(What you are asked to do):
Swap "instance" for "occurrence" throughout the records, from their first line through the line containing "x=108, y=108", inclusive, and reproduce those lines with nothing else changed. Omit the pictures.

(Recorded data)
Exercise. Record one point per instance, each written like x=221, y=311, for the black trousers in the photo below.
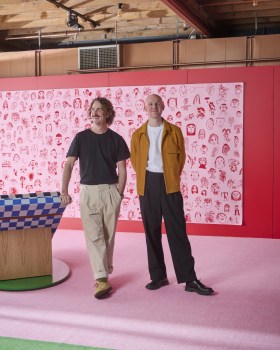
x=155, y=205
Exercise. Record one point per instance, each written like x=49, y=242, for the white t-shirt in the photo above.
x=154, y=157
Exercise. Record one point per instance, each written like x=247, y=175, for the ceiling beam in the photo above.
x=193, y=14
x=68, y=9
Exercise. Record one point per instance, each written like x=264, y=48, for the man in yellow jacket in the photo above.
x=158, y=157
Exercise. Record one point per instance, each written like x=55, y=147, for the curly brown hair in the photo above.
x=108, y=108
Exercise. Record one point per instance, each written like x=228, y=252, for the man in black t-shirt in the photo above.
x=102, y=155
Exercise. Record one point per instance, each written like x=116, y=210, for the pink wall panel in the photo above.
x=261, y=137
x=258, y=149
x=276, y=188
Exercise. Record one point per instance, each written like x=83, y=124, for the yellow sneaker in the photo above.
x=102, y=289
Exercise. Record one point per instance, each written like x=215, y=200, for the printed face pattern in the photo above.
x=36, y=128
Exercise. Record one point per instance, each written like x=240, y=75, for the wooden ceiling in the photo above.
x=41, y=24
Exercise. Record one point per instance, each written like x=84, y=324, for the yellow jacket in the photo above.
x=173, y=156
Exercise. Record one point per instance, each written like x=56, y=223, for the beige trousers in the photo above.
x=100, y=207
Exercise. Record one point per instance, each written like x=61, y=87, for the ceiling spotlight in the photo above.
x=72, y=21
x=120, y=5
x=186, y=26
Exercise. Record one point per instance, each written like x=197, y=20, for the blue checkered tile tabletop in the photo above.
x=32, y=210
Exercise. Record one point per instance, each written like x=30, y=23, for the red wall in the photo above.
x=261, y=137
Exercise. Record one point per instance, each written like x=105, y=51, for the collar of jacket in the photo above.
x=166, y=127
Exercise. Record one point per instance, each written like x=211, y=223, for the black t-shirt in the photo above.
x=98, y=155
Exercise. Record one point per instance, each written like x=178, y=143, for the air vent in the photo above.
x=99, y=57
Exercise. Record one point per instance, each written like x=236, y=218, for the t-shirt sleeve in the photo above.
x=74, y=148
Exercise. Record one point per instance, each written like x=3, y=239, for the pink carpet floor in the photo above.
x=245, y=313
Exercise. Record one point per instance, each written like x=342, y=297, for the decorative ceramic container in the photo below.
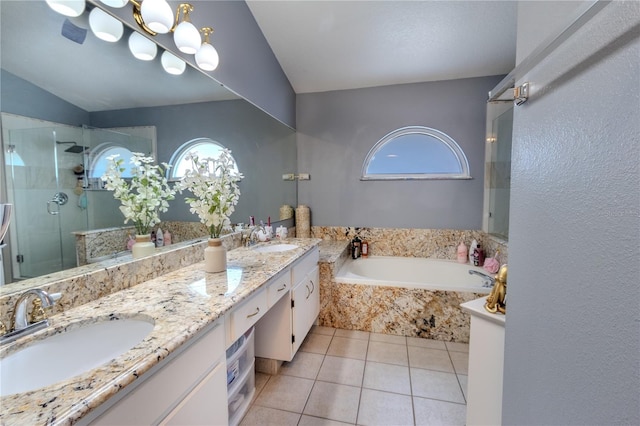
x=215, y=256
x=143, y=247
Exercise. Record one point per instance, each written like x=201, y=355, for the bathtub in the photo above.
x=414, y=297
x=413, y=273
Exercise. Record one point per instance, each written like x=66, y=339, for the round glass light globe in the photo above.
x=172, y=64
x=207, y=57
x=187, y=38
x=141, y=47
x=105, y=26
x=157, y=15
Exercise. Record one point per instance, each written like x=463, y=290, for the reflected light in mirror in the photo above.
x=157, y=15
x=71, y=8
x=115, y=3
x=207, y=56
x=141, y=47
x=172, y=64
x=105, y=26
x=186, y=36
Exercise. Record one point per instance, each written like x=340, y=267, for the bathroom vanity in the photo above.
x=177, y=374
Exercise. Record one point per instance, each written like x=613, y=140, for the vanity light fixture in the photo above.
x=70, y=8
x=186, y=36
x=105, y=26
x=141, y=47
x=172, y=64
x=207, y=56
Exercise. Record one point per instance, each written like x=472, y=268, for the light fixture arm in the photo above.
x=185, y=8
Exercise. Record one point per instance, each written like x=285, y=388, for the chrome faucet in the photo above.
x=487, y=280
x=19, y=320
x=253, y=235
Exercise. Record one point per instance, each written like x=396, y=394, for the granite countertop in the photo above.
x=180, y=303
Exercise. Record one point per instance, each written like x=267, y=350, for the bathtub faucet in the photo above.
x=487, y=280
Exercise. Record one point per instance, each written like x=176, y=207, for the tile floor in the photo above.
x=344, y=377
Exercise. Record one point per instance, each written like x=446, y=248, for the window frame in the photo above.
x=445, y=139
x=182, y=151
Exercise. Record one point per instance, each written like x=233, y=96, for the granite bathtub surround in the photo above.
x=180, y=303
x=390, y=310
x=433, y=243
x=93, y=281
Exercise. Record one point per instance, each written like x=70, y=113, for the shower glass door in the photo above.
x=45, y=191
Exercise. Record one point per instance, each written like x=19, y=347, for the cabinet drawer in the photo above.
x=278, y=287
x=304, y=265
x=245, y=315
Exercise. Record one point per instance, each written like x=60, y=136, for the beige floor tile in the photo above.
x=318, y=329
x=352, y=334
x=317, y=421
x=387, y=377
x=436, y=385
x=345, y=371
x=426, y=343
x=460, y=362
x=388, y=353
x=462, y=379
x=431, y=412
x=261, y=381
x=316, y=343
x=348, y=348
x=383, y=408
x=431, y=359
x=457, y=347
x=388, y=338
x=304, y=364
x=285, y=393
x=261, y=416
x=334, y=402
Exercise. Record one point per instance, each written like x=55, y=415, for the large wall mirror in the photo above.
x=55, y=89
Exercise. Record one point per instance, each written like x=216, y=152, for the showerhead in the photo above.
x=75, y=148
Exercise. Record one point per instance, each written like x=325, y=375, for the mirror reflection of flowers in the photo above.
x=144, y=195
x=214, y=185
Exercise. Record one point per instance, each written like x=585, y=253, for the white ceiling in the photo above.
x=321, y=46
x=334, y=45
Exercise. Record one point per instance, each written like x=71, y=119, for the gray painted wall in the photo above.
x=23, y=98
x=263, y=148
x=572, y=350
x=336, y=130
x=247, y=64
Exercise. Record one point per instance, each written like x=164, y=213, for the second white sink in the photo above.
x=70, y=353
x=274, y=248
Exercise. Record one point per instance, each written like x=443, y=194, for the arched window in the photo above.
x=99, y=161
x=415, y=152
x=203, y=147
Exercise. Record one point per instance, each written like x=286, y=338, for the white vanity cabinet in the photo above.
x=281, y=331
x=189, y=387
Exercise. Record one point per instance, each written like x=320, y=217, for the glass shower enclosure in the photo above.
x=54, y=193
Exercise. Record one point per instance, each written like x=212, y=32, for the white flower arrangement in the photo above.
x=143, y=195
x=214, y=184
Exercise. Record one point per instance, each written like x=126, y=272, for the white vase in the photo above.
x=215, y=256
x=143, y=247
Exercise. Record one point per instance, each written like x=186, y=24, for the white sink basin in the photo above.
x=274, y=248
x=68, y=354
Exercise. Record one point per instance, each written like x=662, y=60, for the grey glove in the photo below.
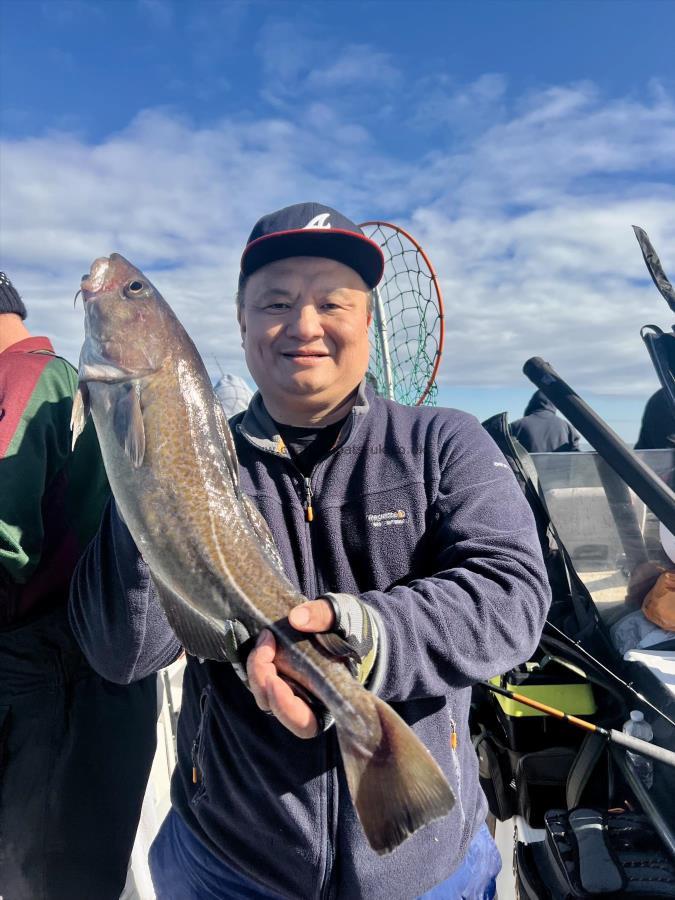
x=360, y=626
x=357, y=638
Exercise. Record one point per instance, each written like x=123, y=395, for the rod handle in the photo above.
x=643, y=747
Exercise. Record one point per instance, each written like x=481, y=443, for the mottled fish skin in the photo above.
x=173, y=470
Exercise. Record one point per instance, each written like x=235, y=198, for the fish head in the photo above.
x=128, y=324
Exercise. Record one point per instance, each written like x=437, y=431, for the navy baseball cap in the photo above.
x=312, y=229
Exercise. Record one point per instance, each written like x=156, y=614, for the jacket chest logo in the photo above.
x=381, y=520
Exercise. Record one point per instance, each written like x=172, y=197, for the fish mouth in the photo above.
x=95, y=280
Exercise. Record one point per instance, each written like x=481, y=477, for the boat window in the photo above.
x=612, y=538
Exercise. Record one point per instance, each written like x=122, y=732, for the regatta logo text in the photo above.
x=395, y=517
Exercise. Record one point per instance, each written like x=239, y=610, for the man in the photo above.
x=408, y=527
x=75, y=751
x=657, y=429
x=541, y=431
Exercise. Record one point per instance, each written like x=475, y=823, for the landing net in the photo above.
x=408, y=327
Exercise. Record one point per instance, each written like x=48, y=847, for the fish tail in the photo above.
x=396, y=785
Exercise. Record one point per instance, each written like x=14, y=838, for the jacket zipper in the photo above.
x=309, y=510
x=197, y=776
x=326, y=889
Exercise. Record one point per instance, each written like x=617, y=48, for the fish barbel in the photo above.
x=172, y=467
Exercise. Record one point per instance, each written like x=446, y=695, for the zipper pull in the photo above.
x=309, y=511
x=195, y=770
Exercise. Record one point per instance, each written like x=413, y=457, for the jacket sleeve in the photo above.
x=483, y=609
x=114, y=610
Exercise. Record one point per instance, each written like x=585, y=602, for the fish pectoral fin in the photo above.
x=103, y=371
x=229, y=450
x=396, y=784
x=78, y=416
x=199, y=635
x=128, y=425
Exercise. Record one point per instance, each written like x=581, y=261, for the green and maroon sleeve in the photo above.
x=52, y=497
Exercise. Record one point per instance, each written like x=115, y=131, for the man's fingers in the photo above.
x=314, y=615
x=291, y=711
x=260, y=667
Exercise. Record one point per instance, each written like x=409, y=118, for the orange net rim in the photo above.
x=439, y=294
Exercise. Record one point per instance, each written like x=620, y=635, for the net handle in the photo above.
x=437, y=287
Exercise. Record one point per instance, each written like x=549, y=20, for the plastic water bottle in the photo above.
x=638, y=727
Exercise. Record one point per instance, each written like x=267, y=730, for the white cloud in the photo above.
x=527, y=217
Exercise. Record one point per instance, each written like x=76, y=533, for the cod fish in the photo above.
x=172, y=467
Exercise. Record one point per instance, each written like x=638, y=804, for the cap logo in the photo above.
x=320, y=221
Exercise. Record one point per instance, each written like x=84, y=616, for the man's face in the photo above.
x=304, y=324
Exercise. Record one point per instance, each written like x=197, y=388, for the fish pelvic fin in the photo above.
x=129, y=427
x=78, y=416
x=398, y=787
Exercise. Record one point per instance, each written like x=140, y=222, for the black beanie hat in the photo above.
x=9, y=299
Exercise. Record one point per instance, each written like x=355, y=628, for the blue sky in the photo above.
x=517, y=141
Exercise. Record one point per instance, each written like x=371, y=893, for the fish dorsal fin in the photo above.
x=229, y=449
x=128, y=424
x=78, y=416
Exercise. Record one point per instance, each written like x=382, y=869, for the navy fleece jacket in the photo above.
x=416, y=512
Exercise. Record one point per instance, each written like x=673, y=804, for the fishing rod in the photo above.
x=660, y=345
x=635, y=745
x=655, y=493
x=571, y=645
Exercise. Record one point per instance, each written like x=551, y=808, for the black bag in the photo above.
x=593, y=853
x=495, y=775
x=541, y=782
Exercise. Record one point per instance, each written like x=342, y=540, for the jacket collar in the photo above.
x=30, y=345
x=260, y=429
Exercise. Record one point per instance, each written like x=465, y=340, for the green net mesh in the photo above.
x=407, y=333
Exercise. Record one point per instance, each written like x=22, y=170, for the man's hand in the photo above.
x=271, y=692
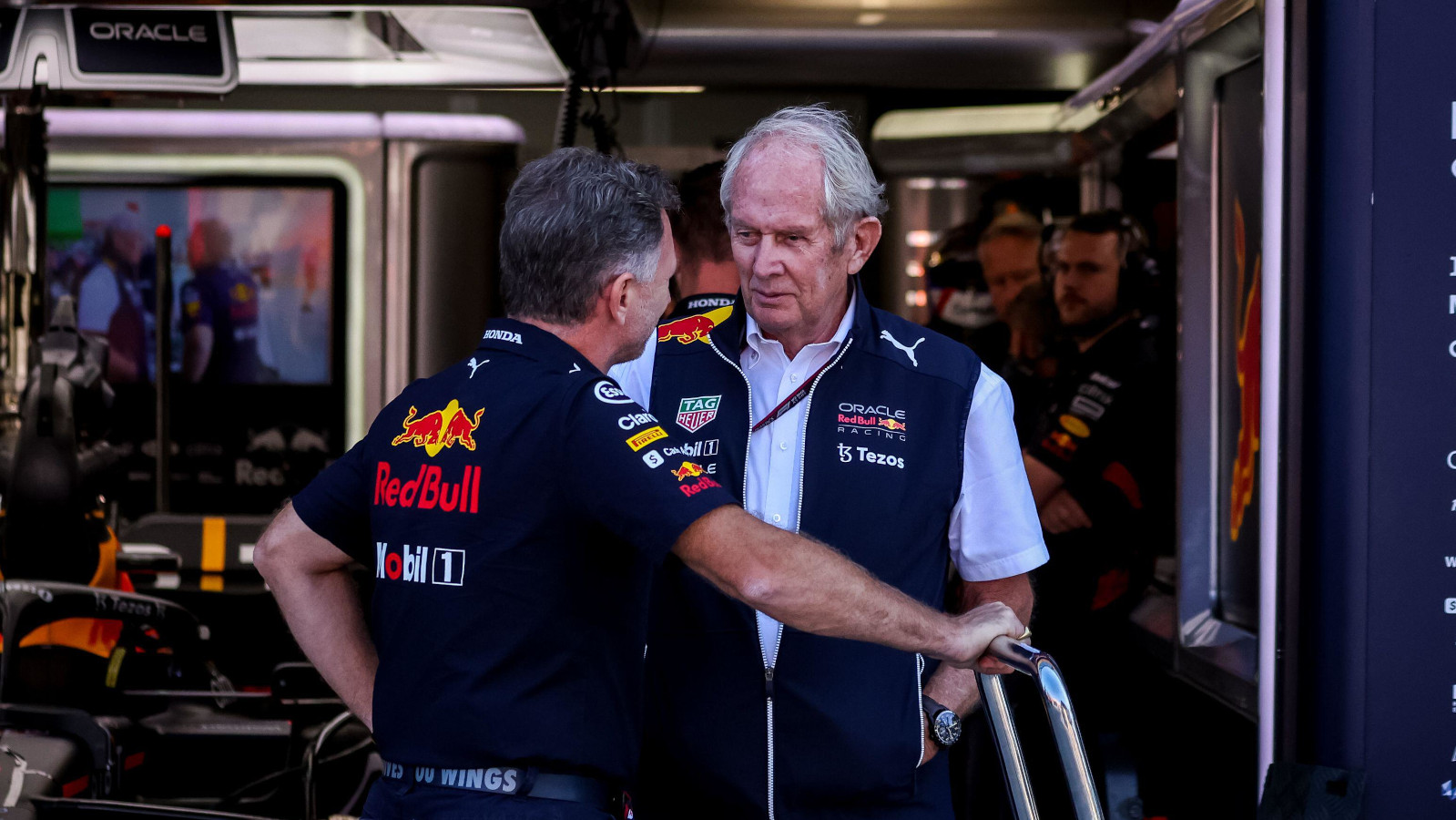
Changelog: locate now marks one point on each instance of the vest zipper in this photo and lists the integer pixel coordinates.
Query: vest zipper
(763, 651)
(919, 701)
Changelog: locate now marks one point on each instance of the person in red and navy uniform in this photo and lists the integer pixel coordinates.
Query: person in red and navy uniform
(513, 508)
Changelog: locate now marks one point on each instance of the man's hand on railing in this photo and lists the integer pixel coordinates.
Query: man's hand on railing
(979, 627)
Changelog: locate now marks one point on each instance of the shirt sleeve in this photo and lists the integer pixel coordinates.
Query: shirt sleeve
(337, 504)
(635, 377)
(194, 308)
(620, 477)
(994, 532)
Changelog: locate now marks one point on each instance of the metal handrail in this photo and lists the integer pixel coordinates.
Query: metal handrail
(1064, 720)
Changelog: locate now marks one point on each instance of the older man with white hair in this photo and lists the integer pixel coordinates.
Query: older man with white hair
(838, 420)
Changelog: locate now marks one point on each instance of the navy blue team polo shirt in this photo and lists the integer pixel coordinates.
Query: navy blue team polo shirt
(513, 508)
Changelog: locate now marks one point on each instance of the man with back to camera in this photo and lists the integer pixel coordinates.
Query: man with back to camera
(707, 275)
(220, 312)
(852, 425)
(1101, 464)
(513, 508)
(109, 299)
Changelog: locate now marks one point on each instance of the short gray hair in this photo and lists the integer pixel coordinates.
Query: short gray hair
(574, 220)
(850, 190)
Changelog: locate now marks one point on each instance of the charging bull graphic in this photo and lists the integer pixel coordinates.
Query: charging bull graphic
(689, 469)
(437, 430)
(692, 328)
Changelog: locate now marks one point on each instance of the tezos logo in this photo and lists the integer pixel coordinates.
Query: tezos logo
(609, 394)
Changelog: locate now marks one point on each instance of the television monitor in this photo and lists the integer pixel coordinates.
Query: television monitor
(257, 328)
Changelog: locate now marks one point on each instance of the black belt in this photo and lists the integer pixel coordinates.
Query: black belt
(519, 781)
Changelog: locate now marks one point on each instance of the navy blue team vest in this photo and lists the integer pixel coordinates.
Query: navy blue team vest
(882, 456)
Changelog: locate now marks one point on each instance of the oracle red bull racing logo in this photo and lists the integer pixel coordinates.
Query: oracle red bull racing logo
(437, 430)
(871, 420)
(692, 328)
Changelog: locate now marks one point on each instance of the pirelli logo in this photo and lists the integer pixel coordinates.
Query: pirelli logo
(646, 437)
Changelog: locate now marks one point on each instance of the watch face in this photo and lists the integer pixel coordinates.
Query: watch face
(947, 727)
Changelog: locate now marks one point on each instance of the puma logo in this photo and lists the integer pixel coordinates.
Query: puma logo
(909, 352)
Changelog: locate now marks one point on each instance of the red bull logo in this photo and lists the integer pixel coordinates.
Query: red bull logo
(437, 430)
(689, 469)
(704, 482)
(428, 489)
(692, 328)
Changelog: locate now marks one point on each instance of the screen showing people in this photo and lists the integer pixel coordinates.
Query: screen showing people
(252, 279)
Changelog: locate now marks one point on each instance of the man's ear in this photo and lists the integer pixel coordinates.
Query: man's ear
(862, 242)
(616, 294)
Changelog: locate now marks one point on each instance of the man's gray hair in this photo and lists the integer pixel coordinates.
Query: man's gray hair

(Written response):
Exercise. Record one point per occurrence, each written like x=221, y=311, for the black trousers in the photo below.
x=155, y=205
Exercise. Record one point per occurrence, each written like x=49, y=242, for the white t-shirt in the photo above.
x=154, y=157
Exercise. Record one point per occurrence, each written like x=247, y=175, for the ceiling beam in the photo above.
x=193, y=14
x=68, y=9
Exercise. Record one point per occurrence, each written like x=264, y=48, for the man in yellow jacket in the photo above.
x=158, y=157
Exercise. Record one point per occurrence, each written like x=55, y=147, for the curly brown hair in the photo above.
x=108, y=108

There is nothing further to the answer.